> [Отрывок для чтения]
/---
И. ВОРОБЬЕВА: В какой момент этот ваш внутренний бунтарь, хиппи, которая пришла работать в МИД…

А. АЗАРИ: Перешел в эти костюмчики.

И. ВОРОБЬЕВА: Когда вы почувствовали, что да, это мое, я попала по правильному направлению?

А. АЗАРИ: Довольно рано. Я помню, моя первая работа за границей, первая длительная командировка была в Сан-Франциско.

Т. ФЕЛЬГЕНГАУЭР: Отличное начало карьеры дипломата.

А. АЗАРИ: Когда я туда приехала, как раз было землетрясение. Это давно уже было. Я помню, как на пути в Америку я остановилась в Лондоне и покупала первый в моей жизни костюм. Это было так странно, что надеваешь какой-то костюм. Кто это такая из зеркала смотрит? В Сан-Франциско это не посольство, это генеральное консульство, большая часть работы по связи с общественностью. Надо было ходить на лекции, рассказывать об Израиле. А мне было жутко, я действительно боялась публики. И тут выработался один инстинкт: оказалось, что если надеть красный пиджак – мне так казалось, - то не видно, насколько я боюсь выступать перед этой публикой.
\---
> [Задание 1] Выпишите из отрывка для чтения все названия городов и стран, в порядке их появления.
> [Задание 2] Переведите на английский предложение из отрывка для чтения: «Я помню, как на пути в Америку я остановилась в Лондоне и покупала первый в моей жизни костюм».

> [Записанные сведения]
/---
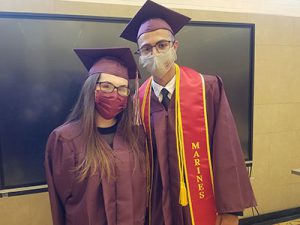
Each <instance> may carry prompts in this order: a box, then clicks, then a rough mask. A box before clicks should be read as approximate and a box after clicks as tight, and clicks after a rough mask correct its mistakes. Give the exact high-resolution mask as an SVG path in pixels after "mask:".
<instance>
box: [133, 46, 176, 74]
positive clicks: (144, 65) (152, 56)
mask: <svg viewBox="0 0 300 225" xmlns="http://www.w3.org/2000/svg"><path fill="white" fill-rule="evenodd" d="M176 59H177V55H176V51H175V49H174V47H172V48H170V49H169V50H168V51H167V52H164V53H157V54H154V52H153V54H152V55H150V56H140V58H139V63H140V65H142V66H143V67H144V68H146V69H147V71H148V72H149V73H151V75H153V76H155V77H157V78H162V77H163V76H164V75H165V74H166V73H167V72H168V71H169V70H170V68H171V66H172V65H173V63H174V62H175V61H176Z"/></svg>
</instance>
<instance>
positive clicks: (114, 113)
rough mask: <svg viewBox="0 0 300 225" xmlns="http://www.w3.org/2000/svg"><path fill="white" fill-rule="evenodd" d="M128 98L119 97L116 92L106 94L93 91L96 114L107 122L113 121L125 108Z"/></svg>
mask: <svg viewBox="0 0 300 225" xmlns="http://www.w3.org/2000/svg"><path fill="white" fill-rule="evenodd" d="M127 100H128V97H127V96H126V97H124V96H120V95H119V94H118V93H117V92H115V91H114V92H112V93H106V92H103V91H101V90H96V91H95V107H96V110H97V112H98V113H99V114H100V115H101V116H102V117H103V118H104V119H107V120H110V119H113V118H115V117H116V115H118V114H119V113H120V112H122V111H123V110H124V109H125V108H126V107H127Z"/></svg>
\---
> [Ответ 1] Сан-Франциско, Америка, Лондон, Израиль

> [Ответ 2] I remember how, on my way to America, I stopped in London and bought the first suit of my life.